BEGIN Extracted entries

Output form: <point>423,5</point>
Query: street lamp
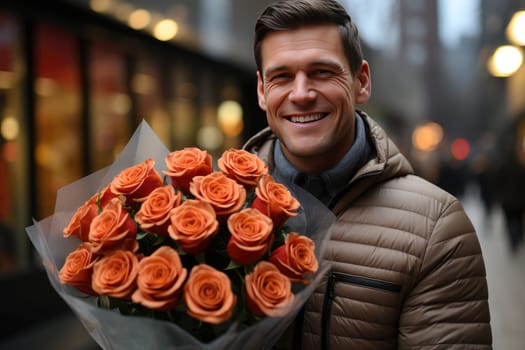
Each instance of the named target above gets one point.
<point>516,29</point>
<point>505,61</point>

END Extracted entries

Transcribe every entry above verbatim, leaving the pictures out of your answer.

§ Answer to this exercise
Output form: <point>423,5</point>
Query: street lamp
Each instance of the named target above gets one point.
<point>516,29</point>
<point>505,61</point>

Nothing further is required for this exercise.